Data shown

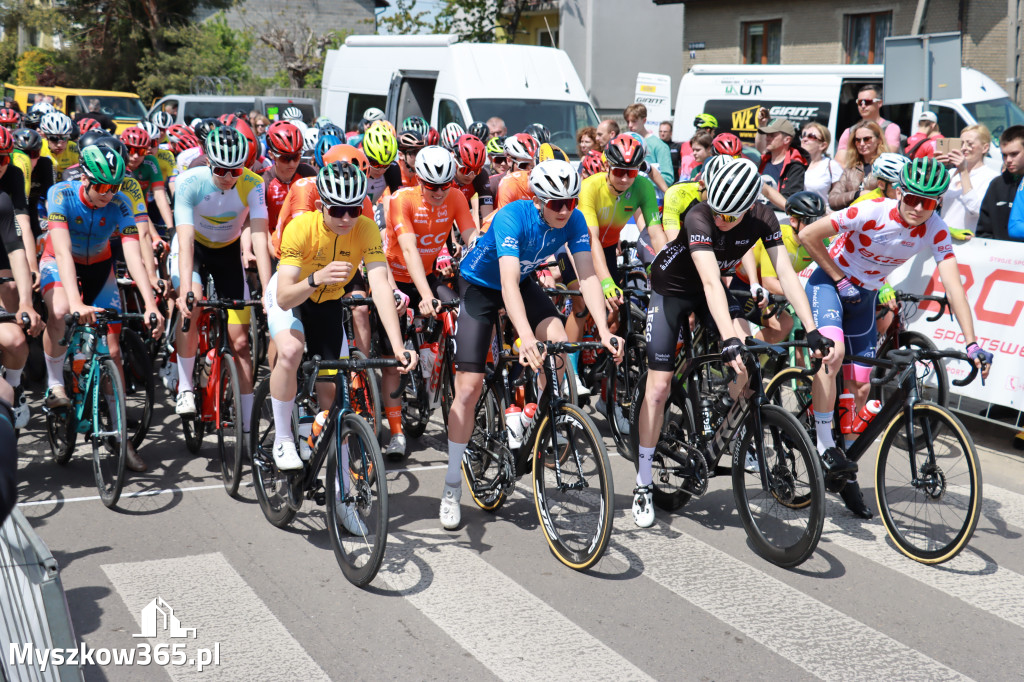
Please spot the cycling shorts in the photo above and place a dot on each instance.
(854, 325)
(225, 266)
(478, 316)
(666, 316)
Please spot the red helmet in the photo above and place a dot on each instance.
(9, 117)
(727, 144)
(85, 125)
(136, 137)
(284, 137)
(470, 153)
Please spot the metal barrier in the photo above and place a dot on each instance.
(33, 608)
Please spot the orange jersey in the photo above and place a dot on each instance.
(302, 198)
(513, 186)
(409, 214)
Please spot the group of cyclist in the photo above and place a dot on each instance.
(325, 214)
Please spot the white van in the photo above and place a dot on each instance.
(443, 80)
(825, 93)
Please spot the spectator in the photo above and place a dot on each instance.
(822, 171)
(922, 143)
(970, 179)
(867, 144)
(586, 140)
(780, 160)
(665, 132)
(993, 219)
(606, 130)
(497, 127)
(657, 152)
(868, 105)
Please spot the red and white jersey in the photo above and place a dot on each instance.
(873, 241)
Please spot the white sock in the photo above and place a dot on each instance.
(247, 410)
(822, 427)
(454, 475)
(646, 458)
(283, 420)
(54, 371)
(185, 367)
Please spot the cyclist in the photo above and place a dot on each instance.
(419, 224)
(83, 216)
(875, 238)
(211, 206)
(686, 278)
(321, 254)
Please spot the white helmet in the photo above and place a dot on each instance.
(55, 123)
(734, 188)
(435, 165)
(554, 179)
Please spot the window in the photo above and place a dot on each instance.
(762, 42)
(865, 35)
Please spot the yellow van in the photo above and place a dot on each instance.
(125, 108)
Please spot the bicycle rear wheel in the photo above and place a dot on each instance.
(932, 513)
(229, 430)
(576, 513)
(110, 451)
(783, 522)
(358, 547)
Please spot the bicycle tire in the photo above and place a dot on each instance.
(109, 471)
(358, 555)
(579, 543)
(780, 530)
(270, 484)
(229, 429)
(139, 388)
(910, 513)
(665, 494)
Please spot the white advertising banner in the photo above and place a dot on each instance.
(993, 279)
(654, 92)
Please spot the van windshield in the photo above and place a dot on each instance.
(561, 118)
(117, 108)
(996, 115)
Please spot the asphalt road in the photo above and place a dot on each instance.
(687, 599)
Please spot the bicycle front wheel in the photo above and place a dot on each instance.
(572, 487)
(110, 435)
(229, 428)
(929, 496)
(356, 501)
(783, 521)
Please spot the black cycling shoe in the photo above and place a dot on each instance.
(854, 500)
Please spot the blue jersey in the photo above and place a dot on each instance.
(90, 227)
(517, 230)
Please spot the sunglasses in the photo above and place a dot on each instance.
(342, 211)
(559, 205)
(233, 172)
(926, 203)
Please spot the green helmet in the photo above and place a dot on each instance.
(101, 165)
(925, 177)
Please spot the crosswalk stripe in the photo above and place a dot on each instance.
(208, 594)
(458, 577)
(807, 632)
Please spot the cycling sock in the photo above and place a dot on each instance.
(283, 420)
(185, 367)
(646, 458)
(246, 402)
(822, 427)
(54, 371)
(393, 419)
(454, 476)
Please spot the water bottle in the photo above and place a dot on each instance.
(513, 423)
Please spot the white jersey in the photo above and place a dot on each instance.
(873, 241)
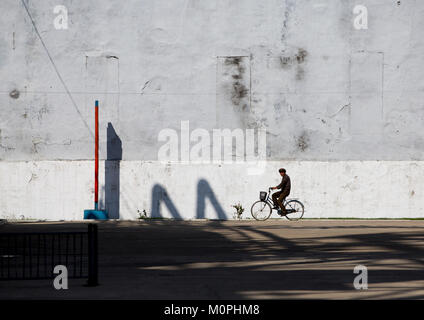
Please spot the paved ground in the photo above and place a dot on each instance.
(275, 259)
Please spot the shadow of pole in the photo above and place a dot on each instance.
(159, 194)
(112, 172)
(204, 190)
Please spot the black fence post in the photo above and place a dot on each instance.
(92, 256)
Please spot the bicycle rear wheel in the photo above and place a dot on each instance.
(295, 210)
(261, 210)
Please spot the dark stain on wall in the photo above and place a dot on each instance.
(287, 61)
(14, 94)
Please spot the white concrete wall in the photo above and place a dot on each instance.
(336, 102)
(61, 190)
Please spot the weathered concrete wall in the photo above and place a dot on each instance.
(62, 190)
(330, 97)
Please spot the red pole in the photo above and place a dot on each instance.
(96, 156)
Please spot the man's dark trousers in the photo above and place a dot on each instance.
(278, 198)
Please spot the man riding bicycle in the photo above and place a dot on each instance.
(278, 197)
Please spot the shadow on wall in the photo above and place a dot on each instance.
(112, 172)
(204, 191)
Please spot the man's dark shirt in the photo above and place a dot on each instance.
(285, 184)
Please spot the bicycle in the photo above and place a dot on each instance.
(261, 210)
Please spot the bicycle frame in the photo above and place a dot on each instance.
(271, 203)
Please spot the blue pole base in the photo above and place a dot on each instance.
(96, 214)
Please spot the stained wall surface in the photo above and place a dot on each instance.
(342, 108)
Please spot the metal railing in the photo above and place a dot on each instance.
(33, 255)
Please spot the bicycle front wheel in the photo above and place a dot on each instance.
(295, 210)
(261, 210)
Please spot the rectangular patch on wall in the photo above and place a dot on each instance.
(233, 90)
(366, 73)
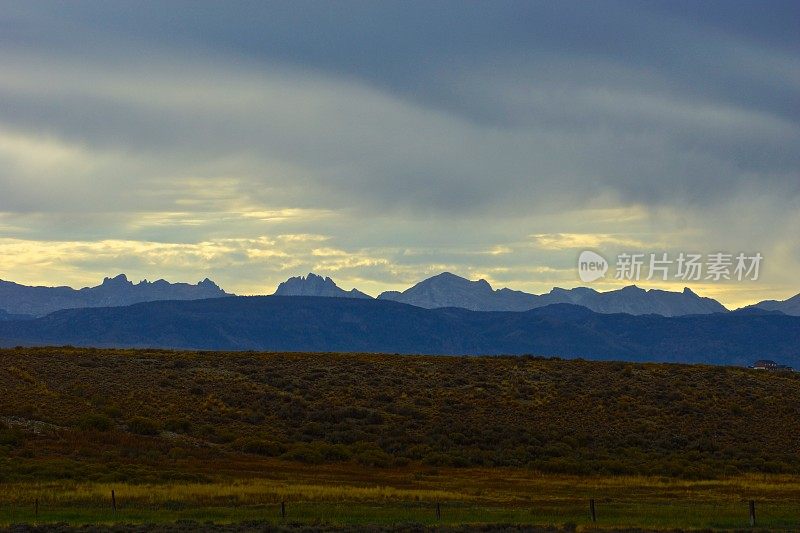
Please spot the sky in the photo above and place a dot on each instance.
(380, 143)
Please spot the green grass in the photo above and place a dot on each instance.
(361, 439)
(682, 515)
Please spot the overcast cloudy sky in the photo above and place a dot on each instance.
(382, 142)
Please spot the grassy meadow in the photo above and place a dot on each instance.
(358, 439)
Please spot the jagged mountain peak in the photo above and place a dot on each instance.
(448, 290)
(112, 292)
(315, 285)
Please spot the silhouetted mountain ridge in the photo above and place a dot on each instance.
(116, 291)
(313, 285)
(790, 306)
(318, 324)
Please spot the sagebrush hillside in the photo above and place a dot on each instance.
(126, 414)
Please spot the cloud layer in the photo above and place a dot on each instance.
(183, 140)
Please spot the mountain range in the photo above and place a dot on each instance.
(303, 323)
(16, 299)
(313, 285)
(449, 290)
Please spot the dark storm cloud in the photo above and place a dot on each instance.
(412, 125)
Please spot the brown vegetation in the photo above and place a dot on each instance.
(126, 415)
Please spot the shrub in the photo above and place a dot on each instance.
(95, 422)
(143, 426)
(178, 425)
(261, 447)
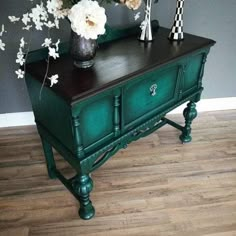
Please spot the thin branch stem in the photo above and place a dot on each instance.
(46, 73)
(27, 51)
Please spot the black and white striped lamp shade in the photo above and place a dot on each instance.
(177, 33)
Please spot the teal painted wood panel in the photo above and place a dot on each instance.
(192, 72)
(96, 120)
(51, 112)
(140, 101)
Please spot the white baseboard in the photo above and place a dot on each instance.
(214, 104)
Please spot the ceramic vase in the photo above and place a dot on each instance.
(82, 50)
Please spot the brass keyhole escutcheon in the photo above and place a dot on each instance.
(153, 89)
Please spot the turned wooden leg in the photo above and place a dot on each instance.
(189, 113)
(83, 185)
(48, 153)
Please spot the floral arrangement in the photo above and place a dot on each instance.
(87, 19)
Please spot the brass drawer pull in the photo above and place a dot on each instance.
(153, 89)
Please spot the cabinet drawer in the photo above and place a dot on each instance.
(149, 93)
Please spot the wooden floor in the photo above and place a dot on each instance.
(156, 186)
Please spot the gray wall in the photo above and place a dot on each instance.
(215, 19)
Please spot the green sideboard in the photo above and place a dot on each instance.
(91, 114)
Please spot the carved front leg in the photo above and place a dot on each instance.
(189, 113)
(49, 157)
(83, 185)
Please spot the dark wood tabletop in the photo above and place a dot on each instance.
(115, 63)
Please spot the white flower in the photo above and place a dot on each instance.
(52, 53)
(2, 30)
(57, 44)
(50, 24)
(22, 43)
(53, 79)
(13, 19)
(26, 19)
(87, 19)
(39, 15)
(47, 42)
(20, 74)
(2, 45)
(20, 60)
(54, 7)
(20, 57)
(28, 27)
(137, 15)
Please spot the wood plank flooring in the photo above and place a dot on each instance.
(156, 186)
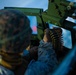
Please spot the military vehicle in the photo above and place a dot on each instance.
(60, 13)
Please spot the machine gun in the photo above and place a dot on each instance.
(57, 14)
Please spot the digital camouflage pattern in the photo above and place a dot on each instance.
(14, 27)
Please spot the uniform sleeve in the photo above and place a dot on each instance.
(46, 62)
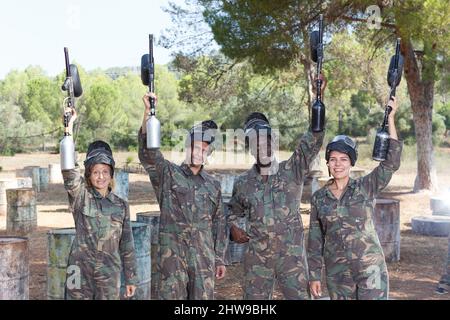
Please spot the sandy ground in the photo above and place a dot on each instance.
(414, 277)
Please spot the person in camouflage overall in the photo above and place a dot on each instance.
(192, 237)
(342, 236)
(444, 282)
(269, 195)
(103, 245)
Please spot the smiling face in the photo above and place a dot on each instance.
(261, 149)
(100, 176)
(197, 156)
(339, 165)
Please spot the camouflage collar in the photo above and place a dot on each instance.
(97, 194)
(351, 185)
(254, 172)
(187, 170)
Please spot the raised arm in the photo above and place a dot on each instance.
(73, 182)
(307, 148)
(315, 244)
(237, 210)
(127, 252)
(379, 178)
(219, 231)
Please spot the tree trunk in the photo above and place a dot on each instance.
(421, 91)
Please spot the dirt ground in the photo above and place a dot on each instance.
(414, 277)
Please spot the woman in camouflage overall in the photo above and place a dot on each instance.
(342, 233)
(103, 245)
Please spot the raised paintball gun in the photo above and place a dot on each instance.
(394, 76)
(153, 125)
(318, 108)
(72, 85)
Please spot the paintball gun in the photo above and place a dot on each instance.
(394, 76)
(72, 85)
(153, 125)
(318, 108)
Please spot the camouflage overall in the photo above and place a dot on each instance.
(276, 248)
(192, 235)
(342, 234)
(103, 245)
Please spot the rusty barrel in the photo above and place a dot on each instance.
(14, 268)
(31, 172)
(59, 244)
(440, 205)
(54, 173)
(152, 218)
(142, 247)
(43, 179)
(21, 212)
(122, 183)
(4, 185)
(387, 224)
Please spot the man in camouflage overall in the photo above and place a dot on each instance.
(103, 245)
(192, 234)
(342, 233)
(269, 196)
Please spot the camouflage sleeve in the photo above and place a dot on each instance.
(153, 162)
(127, 252)
(315, 244)
(307, 149)
(379, 178)
(74, 185)
(219, 232)
(237, 209)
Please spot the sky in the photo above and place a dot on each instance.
(98, 33)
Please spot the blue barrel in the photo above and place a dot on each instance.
(59, 246)
(121, 180)
(142, 246)
(43, 178)
(152, 219)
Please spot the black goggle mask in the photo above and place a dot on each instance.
(346, 140)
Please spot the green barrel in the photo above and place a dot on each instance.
(21, 211)
(152, 218)
(14, 268)
(59, 246)
(142, 247)
(122, 183)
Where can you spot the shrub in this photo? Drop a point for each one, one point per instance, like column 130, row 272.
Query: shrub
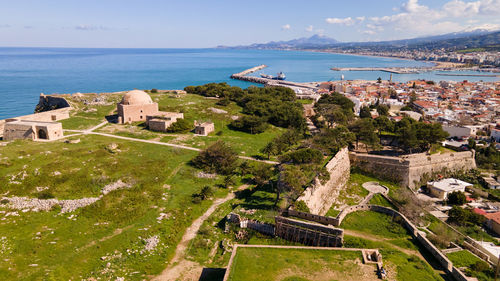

Stated goal
How many lines in the records above contain the string "black"? Reply with the number alone.

Reply
4